Work order –
Leave the images out, and otherwise write out each entry exactly.

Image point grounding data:
__________

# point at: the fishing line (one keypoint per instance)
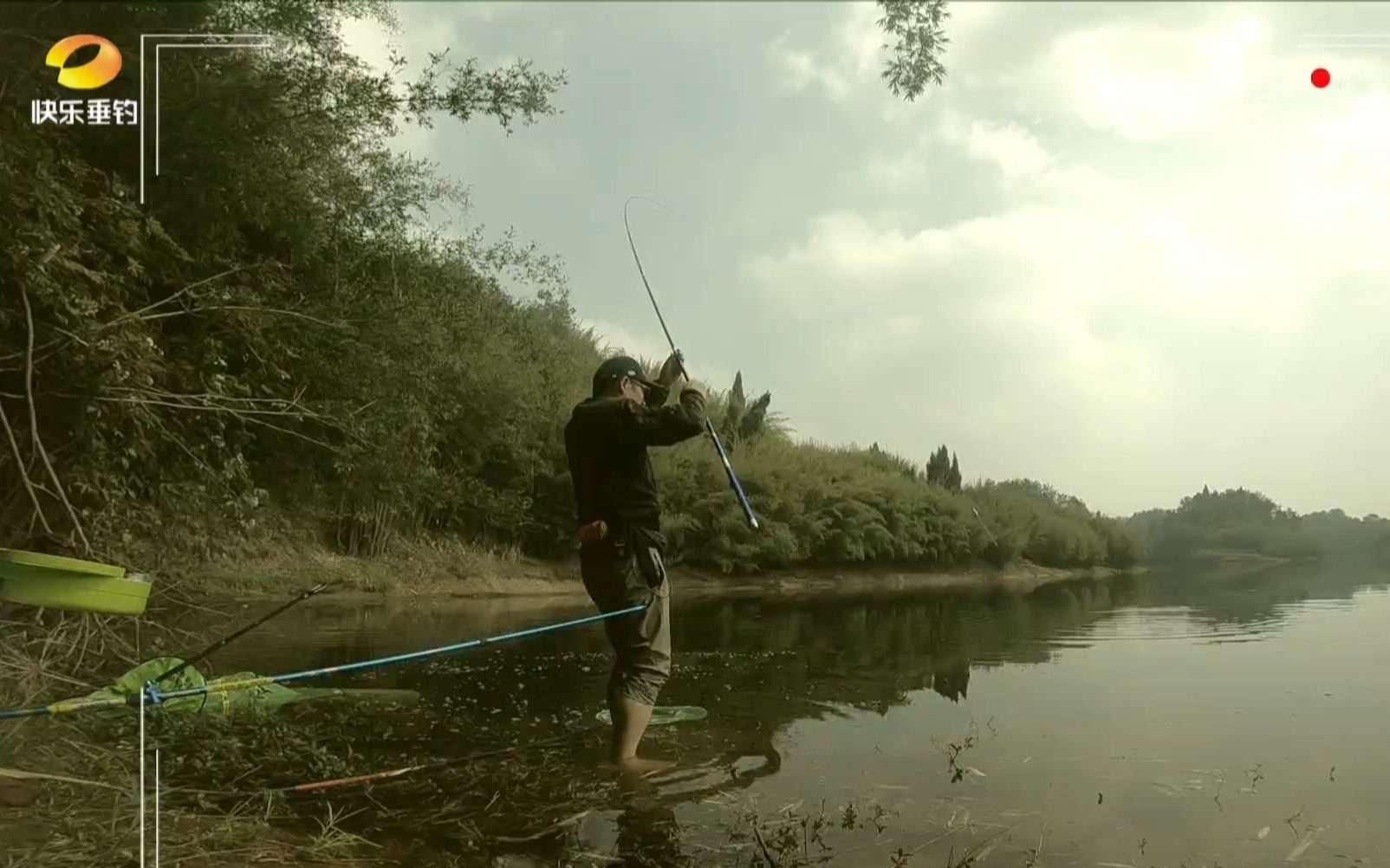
(709, 426)
(231, 638)
(153, 696)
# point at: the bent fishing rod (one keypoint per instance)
(709, 426)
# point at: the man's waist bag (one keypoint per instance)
(642, 545)
(646, 547)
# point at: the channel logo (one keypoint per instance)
(91, 75)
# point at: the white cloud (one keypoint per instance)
(853, 59)
(1140, 320)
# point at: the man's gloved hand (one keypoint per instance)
(672, 370)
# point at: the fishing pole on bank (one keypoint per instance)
(152, 696)
(231, 638)
(709, 426)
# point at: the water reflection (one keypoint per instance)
(861, 686)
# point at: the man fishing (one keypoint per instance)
(621, 545)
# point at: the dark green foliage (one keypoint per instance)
(1211, 524)
(918, 31)
(276, 338)
(952, 481)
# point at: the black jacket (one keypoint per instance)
(607, 444)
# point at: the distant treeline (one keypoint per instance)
(276, 343)
(1211, 524)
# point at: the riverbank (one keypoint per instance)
(456, 570)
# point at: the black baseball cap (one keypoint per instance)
(614, 370)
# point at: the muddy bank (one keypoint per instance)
(458, 571)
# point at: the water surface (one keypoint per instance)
(1141, 721)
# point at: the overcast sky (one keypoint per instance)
(1127, 249)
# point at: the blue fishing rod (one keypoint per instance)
(151, 695)
(709, 426)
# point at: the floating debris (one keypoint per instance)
(1304, 842)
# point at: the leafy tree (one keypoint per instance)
(918, 34)
(952, 479)
(939, 467)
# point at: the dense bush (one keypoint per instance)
(276, 334)
(1214, 522)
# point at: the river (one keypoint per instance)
(1155, 720)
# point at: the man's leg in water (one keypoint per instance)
(642, 656)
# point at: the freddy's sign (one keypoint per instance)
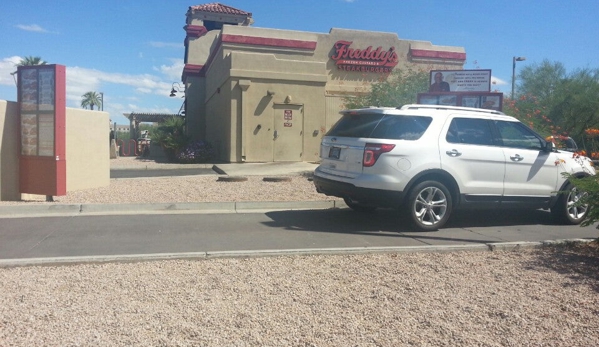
(364, 60)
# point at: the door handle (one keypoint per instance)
(453, 153)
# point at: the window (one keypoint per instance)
(355, 125)
(401, 127)
(470, 131)
(517, 135)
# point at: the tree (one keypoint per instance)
(542, 80)
(28, 61)
(91, 99)
(400, 88)
(556, 103)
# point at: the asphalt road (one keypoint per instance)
(143, 235)
(139, 173)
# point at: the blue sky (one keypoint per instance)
(133, 51)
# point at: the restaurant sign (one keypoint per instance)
(364, 60)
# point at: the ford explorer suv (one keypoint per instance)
(428, 160)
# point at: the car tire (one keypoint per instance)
(429, 205)
(566, 210)
(356, 206)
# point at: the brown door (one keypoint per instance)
(288, 132)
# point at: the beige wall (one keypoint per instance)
(87, 150)
(9, 158)
(228, 104)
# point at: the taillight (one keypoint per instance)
(372, 152)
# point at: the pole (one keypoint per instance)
(513, 76)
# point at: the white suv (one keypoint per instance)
(429, 160)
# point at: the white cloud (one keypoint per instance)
(33, 27)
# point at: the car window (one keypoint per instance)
(517, 135)
(470, 131)
(355, 125)
(401, 127)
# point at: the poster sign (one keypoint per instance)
(460, 81)
(42, 110)
(487, 100)
(288, 115)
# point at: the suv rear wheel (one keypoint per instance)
(567, 210)
(429, 205)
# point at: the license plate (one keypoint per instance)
(334, 152)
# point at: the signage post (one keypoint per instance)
(42, 110)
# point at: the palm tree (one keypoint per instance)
(31, 60)
(90, 99)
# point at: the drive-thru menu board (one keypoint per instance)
(42, 106)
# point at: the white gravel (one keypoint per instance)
(202, 188)
(543, 297)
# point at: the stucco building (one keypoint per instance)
(264, 95)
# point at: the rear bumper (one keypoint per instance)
(367, 196)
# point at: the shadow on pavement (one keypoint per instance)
(349, 221)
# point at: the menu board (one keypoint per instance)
(46, 90)
(37, 112)
(29, 133)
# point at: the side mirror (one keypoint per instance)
(549, 146)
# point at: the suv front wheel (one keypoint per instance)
(568, 210)
(429, 205)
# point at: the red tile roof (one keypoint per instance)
(216, 7)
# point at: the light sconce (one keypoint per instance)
(176, 87)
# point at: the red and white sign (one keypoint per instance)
(368, 59)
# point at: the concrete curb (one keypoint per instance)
(492, 247)
(20, 211)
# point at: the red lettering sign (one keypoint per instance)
(364, 60)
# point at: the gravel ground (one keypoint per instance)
(545, 297)
(202, 188)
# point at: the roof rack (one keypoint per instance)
(449, 108)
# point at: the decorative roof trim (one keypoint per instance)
(195, 30)
(442, 55)
(267, 41)
(216, 7)
(192, 70)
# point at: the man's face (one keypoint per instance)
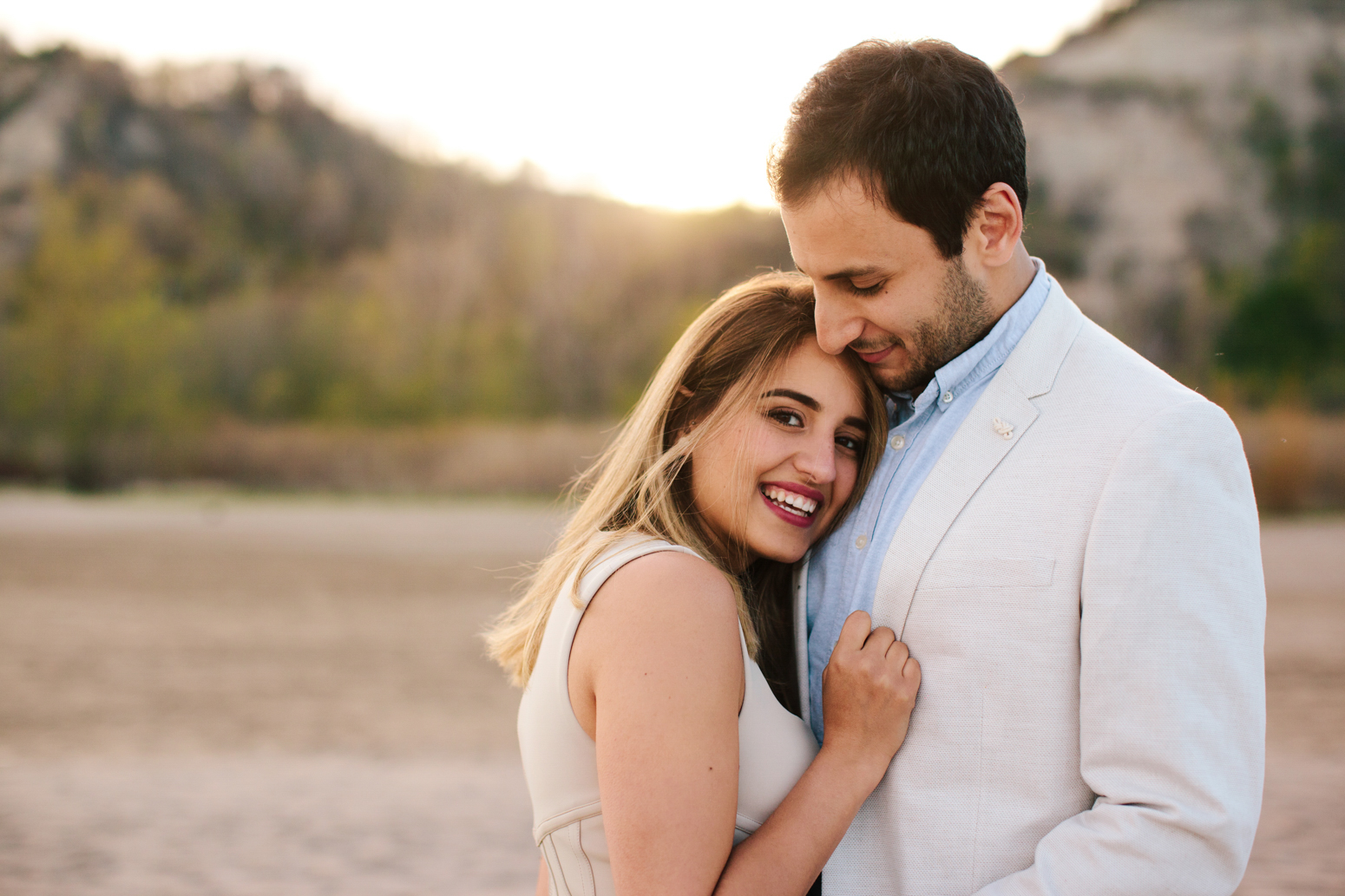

__________

Answer box –
# point at: the fishing line (one keypoint per instance)
(709, 426)
(231, 638)
(153, 696)
# point at: the bent fishing rod (one keypoint per instance)
(709, 426)
# point at: the man's waist bag (one keypoint per instance)
(642, 545)
(646, 547)
# point at: the channel logo (one keypoint per instance)
(91, 75)
# point at: the white cloud (one keypoint per instance)
(853, 59)
(1140, 320)
# point at: the man's gloved hand (one keypoint per instance)
(672, 370)
# point at: the fishing pole on bank (one keypoint per instance)
(152, 696)
(231, 638)
(709, 426)
# point at: the water reflection (one keypoint per instance)
(861, 686)
# point at: the man fishing (one keypoint per instance)
(621, 545)
# point at: the dark green foliage (one keypoint per instance)
(1211, 524)
(918, 31)
(276, 338)
(952, 481)
# point at: the black jacket (one keypoint per instance)
(607, 444)
# point at: the distant treeline (one keypoint per instance)
(276, 343)
(1211, 524)
# point at: the riverbank (one keypoint per instance)
(456, 570)
# point at: the black baseball cap (one keypoint per instance)
(614, 370)
# point at: the muddy bank (one keypoint per instance)
(458, 571)
# point at: the water surface (one keypoint per instance)
(1141, 721)
# point at: the overcast sky (one keypoint per instance)
(1127, 249)
# point at: the blue fishing rod (one keypoint per instance)
(151, 695)
(709, 426)
# point at: the floating debris (one keypoint per instance)
(1304, 842)
# point at: the leafy tree (one keypoint per instance)
(918, 34)
(952, 479)
(939, 467)
# point at: the dense bush (one keypoint per instance)
(276, 334)
(1214, 522)
# point at: the river (one keypoint per instance)
(1155, 720)
# point at: the man's leg in water (one keypoint per instance)
(642, 656)
# point at: the freddy's sign (one keypoint per instance)
(364, 60)
# point at: the door handle (one keypoint per instance)
(453, 153)
# point at: the window (one keypoint per instance)
(355, 125)
(401, 127)
(470, 131)
(517, 135)
# point at: the tree (one keypoint per instance)
(542, 80)
(28, 61)
(91, 99)
(400, 88)
(556, 103)
# point at: the asphalt road (one keypoint per instance)
(143, 235)
(139, 173)
# point at: the blue sky (one keypoint per instance)
(133, 51)
# point at: the restaurant sign (one keypoint per instance)
(364, 60)
# point at: the ford explorer suv (one keypoint per instance)
(428, 160)
# point at: the car tire (one keypoint per instance)
(429, 205)
(566, 210)
(356, 206)
# point at: the brown door (one keypoint per instance)
(288, 132)
# point at: the beige wall (one keypoint per instance)
(87, 150)
(9, 158)
(228, 104)
# point at: the taillight (one keypoint per instance)
(372, 152)
# point at: the pole (one keypoint per instance)
(513, 76)
# point at: the white suv (one keypoint per instance)
(429, 160)
# point at: the white cloud (one keypoint per instance)
(33, 27)
# point at: the car window (one keypoint per instance)
(517, 135)
(470, 131)
(355, 125)
(401, 127)
# point at: the poster sign (one keypoint per instance)
(460, 81)
(42, 110)
(487, 100)
(288, 115)
# point at: the suv rear wheel (one keypoint per instance)
(567, 210)
(429, 205)
# point at: the license plate (one keypoint per instance)
(334, 152)
# point at: the signage post (one keypoint per instance)
(42, 110)
# point at: the palm tree (one keypoint per instance)
(31, 60)
(90, 99)
# point at: the drive-thru menu board (one keypoint per instance)
(42, 106)
# point at: the white gravel (one keypoint per instance)
(202, 188)
(543, 297)
# point at: the stucco building (one keypoint per instance)
(264, 95)
# point at: the rear bumper (one keypoint per instance)
(367, 196)
# point at: the shadow on pavement (one keypoint per instance)
(349, 221)
# point at: the menu board (one keypoint per instance)
(46, 90)
(37, 112)
(29, 133)
# point at: the side mirror (one keypoint per instance)
(549, 146)
# point at: the suv front wheel (one keypoint per instance)
(568, 210)
(429, 205)
# point at: the red tile roof (one keypoint per instance)
(216, 7)
# point at: the light sconce (one keypoint per instance)
(176, 87)
# point at: the red and white sign (one keypoint per instance)
(368, 59)
# point at: the concrete curb (one keypoint per instance)
(492, 247)
(20, 211)
# point at: the red lettering sign (one keypoint per instance)
(364, 60)
# point at: the gravel ground (one keypoint per instance)
(545, 297)
(202, 188)
# point at: the roof rack (one keypoint per instance)
(449, 108)
# point at: the decorative roof trim (one keypoint per instance)
(195, 30)
(442, 55)
(267, 41)
(216, 7)
(192, 70)
# point at: the man's face (one keypoint per instance)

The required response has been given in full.